■ TASK ■
From the line below that contains "Target: blue and white valve wheel" to the line that contains "Target: white text on helmet", repeat every line exactly, both ends included, and nothing else.

##### MATERIAL PROVIDED

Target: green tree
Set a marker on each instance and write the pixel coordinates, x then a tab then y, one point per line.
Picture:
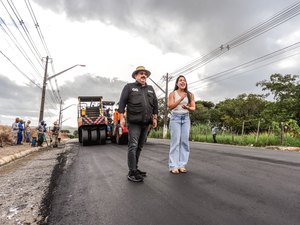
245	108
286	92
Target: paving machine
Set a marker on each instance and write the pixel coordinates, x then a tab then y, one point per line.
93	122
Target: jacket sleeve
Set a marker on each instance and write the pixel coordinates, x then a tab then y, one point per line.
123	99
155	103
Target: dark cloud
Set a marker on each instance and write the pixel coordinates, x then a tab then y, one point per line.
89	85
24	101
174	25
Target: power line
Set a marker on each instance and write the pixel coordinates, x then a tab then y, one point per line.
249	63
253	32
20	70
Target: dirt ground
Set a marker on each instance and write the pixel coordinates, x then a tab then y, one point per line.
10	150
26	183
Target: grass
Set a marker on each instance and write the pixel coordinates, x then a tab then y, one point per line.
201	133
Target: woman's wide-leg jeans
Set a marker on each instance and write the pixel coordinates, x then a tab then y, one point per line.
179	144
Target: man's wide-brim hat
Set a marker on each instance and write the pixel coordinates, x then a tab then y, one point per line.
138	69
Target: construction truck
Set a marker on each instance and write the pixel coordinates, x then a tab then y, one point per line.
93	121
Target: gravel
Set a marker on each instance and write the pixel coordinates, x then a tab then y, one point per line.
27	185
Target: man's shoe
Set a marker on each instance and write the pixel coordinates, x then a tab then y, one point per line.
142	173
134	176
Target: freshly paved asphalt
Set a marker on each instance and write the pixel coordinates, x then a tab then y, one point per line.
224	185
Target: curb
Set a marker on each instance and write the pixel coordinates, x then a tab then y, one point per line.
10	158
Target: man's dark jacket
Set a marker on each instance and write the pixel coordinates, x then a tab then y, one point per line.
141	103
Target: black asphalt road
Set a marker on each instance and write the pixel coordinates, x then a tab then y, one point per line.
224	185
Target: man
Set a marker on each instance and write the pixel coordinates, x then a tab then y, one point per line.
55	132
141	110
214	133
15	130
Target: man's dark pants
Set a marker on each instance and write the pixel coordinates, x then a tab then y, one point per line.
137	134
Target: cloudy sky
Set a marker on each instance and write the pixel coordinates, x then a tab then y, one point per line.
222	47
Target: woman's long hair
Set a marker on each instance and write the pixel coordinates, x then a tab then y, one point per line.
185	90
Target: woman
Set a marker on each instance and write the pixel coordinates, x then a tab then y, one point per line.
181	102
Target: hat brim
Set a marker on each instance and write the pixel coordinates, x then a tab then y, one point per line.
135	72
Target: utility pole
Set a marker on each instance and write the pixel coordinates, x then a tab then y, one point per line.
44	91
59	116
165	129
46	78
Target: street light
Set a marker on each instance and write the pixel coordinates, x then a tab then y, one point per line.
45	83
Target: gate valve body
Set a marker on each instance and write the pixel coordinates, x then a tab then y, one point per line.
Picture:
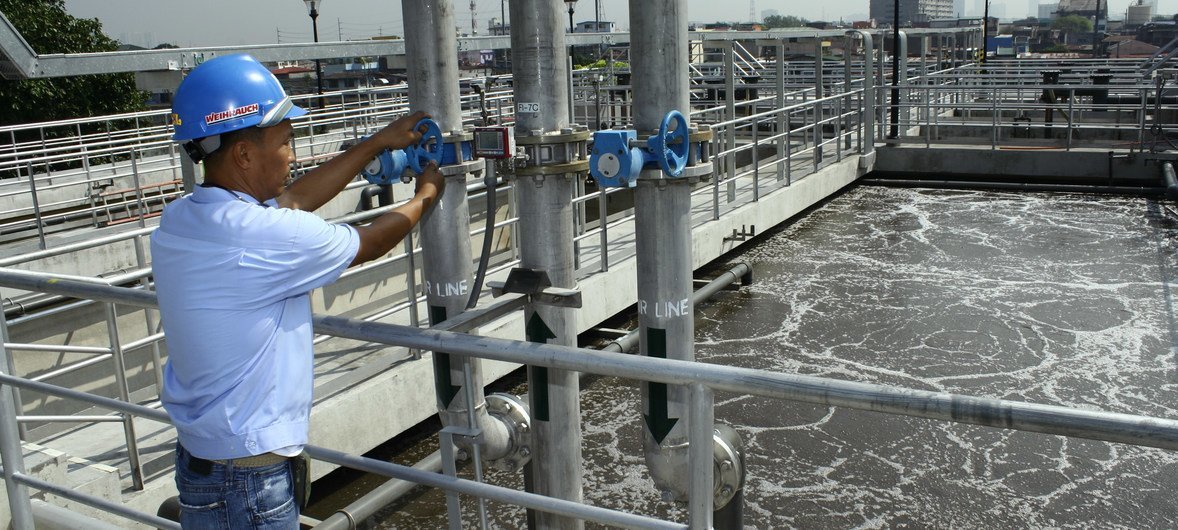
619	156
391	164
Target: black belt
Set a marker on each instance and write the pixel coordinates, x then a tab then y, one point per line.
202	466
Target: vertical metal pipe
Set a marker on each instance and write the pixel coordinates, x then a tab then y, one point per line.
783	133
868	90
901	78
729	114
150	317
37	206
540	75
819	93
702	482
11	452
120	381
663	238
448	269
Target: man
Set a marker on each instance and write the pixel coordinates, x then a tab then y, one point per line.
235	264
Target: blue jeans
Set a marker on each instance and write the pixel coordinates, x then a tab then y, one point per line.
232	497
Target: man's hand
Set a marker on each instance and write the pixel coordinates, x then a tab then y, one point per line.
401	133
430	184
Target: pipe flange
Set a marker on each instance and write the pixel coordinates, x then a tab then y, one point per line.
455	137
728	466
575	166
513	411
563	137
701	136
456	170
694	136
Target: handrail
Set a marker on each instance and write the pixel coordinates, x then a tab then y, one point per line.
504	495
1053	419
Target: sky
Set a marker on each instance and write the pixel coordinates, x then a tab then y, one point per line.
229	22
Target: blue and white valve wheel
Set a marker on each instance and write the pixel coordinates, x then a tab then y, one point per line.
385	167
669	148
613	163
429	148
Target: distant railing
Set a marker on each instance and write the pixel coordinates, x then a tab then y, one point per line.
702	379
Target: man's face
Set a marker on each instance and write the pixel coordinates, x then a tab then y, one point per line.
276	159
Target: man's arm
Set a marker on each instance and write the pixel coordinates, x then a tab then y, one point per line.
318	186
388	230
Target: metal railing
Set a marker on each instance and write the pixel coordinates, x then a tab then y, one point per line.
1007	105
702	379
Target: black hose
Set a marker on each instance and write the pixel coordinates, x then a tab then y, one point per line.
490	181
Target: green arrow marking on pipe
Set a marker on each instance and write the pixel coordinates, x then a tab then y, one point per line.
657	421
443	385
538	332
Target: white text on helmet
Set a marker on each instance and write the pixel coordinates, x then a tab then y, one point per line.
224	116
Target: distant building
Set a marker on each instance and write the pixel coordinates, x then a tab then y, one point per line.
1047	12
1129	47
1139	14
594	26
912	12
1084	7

##########
##### MATERIAL PROVIDED

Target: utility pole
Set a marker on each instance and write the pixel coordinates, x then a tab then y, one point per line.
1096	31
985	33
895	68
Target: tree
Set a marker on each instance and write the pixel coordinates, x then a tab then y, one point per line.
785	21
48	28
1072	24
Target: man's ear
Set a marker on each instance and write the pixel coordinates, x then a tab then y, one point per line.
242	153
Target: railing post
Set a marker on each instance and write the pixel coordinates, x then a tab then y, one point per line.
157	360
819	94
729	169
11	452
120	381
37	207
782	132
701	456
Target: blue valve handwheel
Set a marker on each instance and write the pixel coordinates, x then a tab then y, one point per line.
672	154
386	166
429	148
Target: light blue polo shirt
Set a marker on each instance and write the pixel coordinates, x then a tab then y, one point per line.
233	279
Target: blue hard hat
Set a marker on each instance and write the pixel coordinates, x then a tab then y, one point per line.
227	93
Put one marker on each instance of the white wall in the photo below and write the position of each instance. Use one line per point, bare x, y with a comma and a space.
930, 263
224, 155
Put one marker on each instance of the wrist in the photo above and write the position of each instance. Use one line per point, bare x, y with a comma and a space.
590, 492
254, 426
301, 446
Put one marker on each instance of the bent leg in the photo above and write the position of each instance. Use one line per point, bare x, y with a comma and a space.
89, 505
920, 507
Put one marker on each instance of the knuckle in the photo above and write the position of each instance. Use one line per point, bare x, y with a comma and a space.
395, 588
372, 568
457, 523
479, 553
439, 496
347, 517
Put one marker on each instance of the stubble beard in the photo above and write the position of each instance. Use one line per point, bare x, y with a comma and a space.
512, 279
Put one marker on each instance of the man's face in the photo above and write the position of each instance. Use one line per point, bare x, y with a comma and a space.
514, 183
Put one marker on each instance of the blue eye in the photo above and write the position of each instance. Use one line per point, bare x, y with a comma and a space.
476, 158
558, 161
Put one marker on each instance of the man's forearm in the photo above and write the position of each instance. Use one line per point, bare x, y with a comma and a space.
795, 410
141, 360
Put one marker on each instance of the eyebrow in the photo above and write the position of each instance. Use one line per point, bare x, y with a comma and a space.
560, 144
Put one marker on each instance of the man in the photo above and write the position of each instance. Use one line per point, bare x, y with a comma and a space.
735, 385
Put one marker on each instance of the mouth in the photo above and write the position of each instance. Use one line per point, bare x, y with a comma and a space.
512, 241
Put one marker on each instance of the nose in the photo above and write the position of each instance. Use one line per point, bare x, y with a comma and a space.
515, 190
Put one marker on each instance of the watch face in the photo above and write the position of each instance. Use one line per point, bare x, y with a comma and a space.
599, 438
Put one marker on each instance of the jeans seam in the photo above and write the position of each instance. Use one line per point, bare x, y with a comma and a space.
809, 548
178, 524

##########

■ ANSWER SPACE ■
Target: blue and white valve wheel
Set a marker on each instance and write the pixel coordinates, x then a tab then y, one point per line.
385	167
669	148
613	163
429	148
Target: distant railing
Set a marker on each instance and write the pixel coordinates, x then a tab then y, one point per line.
702	379
Target: man's face
Set a marker on each instance and write the pixel coordinates, x then a tab then y, one point per line.
276	159
Target: man's arm
Set a marker on each instance and write the pixel coordinates, x then a tab then y, one point per line.
318	186
388	230
Target: metal railing
Set a marker on each instance and write the pixel coordinates, x then a tab then y, one point per line.
1007	105
702	379
Target: black hose
Set a marker on each instance and write the pixel coordinates, x then a tab then y, one point per line.
490	181
Target: green arrow marking on pipe
Set a marker on each instance and write the pixel coordinates, x then a tab then y, one point per line.
657	421
443	385
538	332
Target: white text on helmet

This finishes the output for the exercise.